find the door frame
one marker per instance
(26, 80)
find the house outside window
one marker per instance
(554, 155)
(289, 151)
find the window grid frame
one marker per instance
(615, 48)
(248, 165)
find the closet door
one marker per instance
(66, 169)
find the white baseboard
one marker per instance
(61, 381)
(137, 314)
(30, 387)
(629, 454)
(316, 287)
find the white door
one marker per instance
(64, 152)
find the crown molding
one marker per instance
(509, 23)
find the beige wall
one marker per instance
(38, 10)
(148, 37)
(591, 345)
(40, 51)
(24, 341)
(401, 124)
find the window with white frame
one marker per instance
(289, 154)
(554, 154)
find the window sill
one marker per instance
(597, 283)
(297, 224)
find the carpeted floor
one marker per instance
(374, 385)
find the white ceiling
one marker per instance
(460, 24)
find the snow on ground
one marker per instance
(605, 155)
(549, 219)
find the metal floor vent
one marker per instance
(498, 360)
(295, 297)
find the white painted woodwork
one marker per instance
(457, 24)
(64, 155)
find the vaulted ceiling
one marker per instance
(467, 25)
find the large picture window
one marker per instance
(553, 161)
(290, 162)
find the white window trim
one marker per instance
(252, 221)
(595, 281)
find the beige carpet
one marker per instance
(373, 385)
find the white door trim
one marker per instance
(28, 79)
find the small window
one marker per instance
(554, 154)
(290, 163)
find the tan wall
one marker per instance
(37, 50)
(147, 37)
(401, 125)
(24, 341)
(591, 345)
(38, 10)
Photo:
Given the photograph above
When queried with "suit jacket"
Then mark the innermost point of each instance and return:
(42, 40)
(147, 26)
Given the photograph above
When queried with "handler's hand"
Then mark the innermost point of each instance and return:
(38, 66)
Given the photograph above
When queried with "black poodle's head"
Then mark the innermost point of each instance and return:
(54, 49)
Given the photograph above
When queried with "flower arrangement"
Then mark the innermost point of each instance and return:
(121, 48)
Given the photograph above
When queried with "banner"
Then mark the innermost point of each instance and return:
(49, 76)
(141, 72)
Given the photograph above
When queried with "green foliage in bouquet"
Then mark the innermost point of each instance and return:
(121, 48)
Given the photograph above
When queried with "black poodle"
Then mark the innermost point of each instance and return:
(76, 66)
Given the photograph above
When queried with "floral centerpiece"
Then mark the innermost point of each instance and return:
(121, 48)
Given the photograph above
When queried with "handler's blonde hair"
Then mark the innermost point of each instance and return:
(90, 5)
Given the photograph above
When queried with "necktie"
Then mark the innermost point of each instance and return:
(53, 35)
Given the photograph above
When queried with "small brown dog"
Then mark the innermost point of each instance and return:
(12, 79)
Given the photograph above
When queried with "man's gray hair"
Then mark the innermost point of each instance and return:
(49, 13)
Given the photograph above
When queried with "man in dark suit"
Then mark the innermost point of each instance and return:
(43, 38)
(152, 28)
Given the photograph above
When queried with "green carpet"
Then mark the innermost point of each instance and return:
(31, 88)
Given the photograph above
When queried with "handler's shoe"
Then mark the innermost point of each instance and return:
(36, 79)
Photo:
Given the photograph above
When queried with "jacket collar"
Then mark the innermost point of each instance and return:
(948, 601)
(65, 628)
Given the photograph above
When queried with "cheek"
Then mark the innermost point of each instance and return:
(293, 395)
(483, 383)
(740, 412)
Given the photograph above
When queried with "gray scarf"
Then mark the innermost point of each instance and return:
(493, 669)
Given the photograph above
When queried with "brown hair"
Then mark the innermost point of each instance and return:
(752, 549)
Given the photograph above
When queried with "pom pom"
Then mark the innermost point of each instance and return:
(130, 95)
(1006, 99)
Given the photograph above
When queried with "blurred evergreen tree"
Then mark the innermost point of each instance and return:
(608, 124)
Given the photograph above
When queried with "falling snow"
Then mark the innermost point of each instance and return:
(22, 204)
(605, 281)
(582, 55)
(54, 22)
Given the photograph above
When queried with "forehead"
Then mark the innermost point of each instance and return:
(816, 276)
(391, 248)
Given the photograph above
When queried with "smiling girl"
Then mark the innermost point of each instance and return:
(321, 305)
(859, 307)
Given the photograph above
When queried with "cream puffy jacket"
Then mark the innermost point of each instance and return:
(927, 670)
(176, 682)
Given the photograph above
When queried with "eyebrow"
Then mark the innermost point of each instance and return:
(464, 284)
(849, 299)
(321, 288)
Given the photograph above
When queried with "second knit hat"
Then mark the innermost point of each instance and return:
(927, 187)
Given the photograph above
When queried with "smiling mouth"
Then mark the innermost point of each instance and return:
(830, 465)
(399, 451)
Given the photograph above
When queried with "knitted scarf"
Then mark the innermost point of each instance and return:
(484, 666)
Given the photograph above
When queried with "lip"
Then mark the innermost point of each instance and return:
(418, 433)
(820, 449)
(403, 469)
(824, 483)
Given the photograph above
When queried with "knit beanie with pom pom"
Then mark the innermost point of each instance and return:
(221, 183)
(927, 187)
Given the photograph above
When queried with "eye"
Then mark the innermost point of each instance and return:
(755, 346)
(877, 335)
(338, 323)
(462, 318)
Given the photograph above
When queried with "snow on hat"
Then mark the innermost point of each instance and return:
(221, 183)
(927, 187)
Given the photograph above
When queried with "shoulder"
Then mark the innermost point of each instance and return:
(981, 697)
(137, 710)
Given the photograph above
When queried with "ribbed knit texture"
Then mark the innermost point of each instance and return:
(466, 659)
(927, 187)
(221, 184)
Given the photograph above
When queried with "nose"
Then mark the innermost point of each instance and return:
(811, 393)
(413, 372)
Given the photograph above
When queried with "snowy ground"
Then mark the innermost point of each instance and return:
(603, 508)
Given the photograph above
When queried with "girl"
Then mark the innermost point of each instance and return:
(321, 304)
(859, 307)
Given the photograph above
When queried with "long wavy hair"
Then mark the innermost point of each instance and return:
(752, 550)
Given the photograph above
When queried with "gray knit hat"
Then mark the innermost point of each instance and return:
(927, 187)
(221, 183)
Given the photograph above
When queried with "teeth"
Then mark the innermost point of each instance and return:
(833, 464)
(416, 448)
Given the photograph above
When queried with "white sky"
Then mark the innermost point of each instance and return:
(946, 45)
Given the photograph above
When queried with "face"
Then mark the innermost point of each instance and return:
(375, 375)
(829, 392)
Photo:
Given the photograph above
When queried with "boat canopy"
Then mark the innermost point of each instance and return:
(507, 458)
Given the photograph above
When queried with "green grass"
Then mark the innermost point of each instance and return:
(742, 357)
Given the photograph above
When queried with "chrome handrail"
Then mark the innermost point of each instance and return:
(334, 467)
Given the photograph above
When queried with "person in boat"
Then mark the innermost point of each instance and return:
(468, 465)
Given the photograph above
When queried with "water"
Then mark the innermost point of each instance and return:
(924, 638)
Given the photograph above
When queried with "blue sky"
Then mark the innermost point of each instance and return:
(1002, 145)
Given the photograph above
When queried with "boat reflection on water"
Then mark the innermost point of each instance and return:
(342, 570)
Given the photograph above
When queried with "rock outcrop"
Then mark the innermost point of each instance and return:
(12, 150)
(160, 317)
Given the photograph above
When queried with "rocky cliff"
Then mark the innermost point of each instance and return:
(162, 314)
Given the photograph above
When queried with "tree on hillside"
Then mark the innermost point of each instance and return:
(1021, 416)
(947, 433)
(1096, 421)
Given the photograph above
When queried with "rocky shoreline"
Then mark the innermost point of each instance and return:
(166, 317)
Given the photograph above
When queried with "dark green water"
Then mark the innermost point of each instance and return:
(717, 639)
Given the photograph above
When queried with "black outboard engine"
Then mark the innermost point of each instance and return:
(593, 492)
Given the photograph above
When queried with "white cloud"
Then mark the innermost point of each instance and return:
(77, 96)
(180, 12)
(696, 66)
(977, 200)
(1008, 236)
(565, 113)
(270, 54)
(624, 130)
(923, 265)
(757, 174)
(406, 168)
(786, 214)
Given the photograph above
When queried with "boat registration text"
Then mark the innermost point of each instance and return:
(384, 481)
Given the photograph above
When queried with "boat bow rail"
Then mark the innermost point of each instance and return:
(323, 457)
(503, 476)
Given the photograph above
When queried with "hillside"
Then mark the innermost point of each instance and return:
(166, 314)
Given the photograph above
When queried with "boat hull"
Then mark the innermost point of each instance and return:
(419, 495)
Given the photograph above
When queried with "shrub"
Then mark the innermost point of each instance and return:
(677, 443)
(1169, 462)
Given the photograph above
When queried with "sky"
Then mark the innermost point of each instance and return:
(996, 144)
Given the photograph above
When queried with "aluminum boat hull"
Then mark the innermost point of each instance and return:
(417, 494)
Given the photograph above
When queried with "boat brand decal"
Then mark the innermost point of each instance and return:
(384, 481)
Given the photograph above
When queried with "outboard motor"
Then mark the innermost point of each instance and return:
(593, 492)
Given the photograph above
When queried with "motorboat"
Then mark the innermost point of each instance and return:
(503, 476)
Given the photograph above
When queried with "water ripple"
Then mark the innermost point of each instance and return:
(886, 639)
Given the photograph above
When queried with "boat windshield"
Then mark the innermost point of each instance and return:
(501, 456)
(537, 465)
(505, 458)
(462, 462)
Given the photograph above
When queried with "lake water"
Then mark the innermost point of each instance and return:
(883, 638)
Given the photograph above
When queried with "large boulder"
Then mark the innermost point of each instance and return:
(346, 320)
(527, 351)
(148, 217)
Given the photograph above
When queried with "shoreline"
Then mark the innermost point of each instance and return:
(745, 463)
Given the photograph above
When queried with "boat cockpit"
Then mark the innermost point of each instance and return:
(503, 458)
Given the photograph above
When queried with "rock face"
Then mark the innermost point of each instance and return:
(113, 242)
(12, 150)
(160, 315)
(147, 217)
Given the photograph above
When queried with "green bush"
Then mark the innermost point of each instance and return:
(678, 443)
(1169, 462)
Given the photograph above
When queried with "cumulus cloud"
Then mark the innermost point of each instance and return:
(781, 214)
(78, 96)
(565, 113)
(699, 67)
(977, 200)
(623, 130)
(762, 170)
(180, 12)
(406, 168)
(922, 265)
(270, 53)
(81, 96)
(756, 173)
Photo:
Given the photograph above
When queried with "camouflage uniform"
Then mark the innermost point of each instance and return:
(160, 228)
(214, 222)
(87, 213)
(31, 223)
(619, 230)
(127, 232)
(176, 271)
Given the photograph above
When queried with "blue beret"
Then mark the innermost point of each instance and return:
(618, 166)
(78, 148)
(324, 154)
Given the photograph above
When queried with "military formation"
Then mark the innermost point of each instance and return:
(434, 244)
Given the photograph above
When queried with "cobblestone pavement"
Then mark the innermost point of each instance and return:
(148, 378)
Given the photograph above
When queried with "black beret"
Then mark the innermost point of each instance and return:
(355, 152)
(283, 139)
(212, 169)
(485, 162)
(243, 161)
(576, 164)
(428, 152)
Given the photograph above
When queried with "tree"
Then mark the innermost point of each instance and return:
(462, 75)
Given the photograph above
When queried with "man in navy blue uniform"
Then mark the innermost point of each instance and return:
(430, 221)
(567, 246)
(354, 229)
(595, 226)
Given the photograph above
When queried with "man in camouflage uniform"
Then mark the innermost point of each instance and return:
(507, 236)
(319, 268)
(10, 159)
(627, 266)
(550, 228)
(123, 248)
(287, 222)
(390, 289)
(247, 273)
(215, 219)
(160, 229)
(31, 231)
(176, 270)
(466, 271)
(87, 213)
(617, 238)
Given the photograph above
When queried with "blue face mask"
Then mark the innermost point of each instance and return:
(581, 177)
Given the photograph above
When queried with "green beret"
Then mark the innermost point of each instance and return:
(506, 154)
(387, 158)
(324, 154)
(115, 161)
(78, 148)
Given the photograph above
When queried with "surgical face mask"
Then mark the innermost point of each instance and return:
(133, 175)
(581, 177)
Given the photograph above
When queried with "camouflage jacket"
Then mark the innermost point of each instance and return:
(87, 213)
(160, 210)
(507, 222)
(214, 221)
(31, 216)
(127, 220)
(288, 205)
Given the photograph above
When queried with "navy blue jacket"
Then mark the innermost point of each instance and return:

┄┄┄┄┄┄┄┄┄┄

### [Exercise]
Every line from the top of the material through the line containing "find the white baseboard" must be transcribed exactly, and no other line may appear.

### [Response area]
find the door frame
one marker per instance
(26, 80)
find the house outside window
one marker per instance
(554, 155)
(289, 151)
find the window grid frame
one marker per instance
(615, 48)
(248, 165)
find the closet door
one marker per instance
(66, 169)
find the white baseboard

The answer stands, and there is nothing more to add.